• MATERIAL PROVIDED:
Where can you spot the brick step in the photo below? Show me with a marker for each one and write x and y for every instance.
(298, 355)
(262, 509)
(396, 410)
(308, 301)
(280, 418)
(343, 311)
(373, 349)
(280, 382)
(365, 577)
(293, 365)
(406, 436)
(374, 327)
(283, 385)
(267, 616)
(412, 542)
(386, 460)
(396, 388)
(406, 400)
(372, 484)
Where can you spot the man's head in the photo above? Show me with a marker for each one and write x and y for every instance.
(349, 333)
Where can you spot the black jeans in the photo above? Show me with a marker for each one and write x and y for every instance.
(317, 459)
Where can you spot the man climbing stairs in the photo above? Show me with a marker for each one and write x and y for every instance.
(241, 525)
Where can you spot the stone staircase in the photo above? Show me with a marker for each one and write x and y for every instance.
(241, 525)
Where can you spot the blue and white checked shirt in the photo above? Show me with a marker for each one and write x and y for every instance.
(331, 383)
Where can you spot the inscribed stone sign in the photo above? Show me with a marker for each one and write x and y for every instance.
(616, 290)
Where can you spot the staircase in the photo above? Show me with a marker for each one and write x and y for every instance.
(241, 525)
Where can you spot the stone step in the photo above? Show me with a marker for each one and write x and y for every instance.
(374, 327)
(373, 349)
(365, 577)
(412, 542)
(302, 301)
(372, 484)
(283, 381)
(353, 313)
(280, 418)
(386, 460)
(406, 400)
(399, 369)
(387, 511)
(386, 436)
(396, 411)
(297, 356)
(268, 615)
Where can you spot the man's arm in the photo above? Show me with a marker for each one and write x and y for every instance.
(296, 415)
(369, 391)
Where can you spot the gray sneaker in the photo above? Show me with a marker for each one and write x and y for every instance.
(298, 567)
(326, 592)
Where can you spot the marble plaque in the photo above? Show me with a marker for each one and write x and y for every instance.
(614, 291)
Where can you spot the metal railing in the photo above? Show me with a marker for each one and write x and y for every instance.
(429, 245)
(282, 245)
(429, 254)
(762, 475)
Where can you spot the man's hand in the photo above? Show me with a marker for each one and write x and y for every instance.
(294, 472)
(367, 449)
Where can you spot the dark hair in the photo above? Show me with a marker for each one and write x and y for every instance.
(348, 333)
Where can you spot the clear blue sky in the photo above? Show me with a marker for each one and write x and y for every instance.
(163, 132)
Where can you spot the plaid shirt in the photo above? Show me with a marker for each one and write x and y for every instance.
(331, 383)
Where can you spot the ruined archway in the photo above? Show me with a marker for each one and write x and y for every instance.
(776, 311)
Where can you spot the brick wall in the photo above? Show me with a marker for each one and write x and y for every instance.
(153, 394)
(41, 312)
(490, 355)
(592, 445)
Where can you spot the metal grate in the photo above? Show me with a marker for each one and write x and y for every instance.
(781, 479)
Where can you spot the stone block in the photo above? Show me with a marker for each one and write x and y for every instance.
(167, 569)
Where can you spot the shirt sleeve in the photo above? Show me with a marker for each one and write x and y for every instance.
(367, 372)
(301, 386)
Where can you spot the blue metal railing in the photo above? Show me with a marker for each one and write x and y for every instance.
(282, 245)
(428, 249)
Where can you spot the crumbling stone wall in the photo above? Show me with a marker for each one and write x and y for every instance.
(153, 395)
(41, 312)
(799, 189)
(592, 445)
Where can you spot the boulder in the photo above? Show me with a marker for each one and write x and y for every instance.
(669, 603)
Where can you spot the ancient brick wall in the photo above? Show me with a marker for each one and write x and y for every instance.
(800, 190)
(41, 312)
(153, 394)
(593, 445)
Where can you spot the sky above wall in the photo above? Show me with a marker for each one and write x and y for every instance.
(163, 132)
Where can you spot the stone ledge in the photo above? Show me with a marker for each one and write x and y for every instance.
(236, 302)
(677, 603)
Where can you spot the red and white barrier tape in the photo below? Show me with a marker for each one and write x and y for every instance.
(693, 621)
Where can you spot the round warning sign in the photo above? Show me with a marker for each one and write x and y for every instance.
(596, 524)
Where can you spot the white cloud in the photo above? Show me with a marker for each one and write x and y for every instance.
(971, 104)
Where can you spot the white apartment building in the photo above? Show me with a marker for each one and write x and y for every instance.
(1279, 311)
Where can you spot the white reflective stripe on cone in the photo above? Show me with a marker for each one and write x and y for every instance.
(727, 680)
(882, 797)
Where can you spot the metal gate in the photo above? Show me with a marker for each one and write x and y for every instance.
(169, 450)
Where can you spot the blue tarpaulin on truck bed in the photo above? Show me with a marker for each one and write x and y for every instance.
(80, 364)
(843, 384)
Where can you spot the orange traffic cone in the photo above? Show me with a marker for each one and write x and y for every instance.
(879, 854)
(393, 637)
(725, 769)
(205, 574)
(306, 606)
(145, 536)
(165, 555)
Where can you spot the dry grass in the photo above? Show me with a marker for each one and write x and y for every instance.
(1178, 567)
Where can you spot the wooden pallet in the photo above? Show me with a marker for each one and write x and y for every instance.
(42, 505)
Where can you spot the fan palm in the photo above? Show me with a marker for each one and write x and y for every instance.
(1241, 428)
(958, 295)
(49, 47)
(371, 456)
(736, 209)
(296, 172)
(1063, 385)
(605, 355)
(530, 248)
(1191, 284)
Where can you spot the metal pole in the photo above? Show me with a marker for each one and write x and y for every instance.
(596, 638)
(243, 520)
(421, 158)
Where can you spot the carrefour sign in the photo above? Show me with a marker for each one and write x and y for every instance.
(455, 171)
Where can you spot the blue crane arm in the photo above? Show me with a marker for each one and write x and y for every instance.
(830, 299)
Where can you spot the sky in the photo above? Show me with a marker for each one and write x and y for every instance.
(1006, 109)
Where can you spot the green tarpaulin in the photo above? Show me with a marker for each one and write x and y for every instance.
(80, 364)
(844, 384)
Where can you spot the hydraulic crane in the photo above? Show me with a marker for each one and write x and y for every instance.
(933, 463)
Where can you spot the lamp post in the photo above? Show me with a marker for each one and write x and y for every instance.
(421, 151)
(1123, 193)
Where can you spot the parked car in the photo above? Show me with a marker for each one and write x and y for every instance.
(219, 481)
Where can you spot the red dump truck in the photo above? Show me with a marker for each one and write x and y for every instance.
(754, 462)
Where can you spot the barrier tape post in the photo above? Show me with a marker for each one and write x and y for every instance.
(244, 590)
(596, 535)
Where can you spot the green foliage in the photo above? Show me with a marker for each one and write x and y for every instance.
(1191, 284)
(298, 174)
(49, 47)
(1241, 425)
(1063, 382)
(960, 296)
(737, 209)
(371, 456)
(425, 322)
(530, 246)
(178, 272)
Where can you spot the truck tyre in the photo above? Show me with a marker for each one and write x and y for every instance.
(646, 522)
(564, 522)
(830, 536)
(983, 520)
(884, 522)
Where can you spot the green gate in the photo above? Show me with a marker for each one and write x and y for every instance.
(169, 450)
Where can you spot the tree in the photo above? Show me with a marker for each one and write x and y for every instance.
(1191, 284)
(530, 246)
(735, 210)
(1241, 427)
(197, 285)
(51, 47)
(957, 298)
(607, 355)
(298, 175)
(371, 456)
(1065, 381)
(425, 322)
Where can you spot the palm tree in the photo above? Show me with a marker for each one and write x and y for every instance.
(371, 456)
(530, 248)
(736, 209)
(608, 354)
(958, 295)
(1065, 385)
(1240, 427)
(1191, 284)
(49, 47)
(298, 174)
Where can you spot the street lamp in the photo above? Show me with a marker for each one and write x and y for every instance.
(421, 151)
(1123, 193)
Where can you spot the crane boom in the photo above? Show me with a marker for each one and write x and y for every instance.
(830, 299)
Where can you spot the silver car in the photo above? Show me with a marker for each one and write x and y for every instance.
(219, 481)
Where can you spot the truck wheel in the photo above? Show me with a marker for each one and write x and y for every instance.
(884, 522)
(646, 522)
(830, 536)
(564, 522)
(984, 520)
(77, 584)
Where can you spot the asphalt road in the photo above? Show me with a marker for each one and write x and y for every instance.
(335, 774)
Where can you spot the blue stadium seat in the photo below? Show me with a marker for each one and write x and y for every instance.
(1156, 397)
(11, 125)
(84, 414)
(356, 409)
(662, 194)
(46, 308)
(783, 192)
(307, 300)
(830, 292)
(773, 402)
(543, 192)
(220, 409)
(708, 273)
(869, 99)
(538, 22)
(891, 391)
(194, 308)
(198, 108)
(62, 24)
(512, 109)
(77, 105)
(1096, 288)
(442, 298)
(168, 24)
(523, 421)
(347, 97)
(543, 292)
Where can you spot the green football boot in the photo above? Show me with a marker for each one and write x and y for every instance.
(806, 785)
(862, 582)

• WHAT YOU SHOULD DO: Extract every line from the one containing "Where can you spot the palm" through the last line of the data, inclusive, exactly as written.

• THE RESPONSE:
Where can you spot the palm tree in the photo above? Show me with a marker for each one and write x and y for every instance.
(371, 456)
(530, 248)
(736, 209)
(608, 354)
(958, 295)
(1065, 385)
(1240, 427)
(1191, 284)
(49, 47)
(298, 174)
Where can you spot the street lamp in the photo above? Show me with a marker for each one and write x and y for every instance.
(421, 151)
(1123, 193)
Where can you spot the crane boom in the photo above? Show me with a marker for each one and write x and y for every instance.
(830, 299)
Where can you spot the silver car in the photo above? Show me with a marker for each one and write x and y for every instance.
(219, 481)
Where can you spot the truck wheel in the photo above? Show me with a marker for each one and write x and y for every instance.
(884, 522)
(646, 522)
(830, 536)
(564, 522)
(984, 520)
(77, 584)
Where can you spot the asphalt road in the photo above? Show me with a marker for each one and write x and y for every instance.
(335, 774)
Where can you spot the blue stadium seat in the photo below? Show me with a marker for each one and write x and y for every instance.
(1156, 397)
(11, 125)
(84, 414)
(356, 409)
(662, 194)
(46, 308)
(783, 192)
(307, 300)
(830, 292)
(773, 402)
(543, 192)
(220, 409)
(708, 273)
(869, 99)
(538, 22)
(891, 391)
(194, 308)
(198, 108)
(62, 24)
(512, 109)
(77, 105)
(1096, 288)
(442, 298)
(168, 24)
(523, 421)
(347, 97)
(543, 292)
Where can you spot the green football boot in the photo above? Show me with a marker for each one and write x and y for every instance.
(806, 785)
(862, 582)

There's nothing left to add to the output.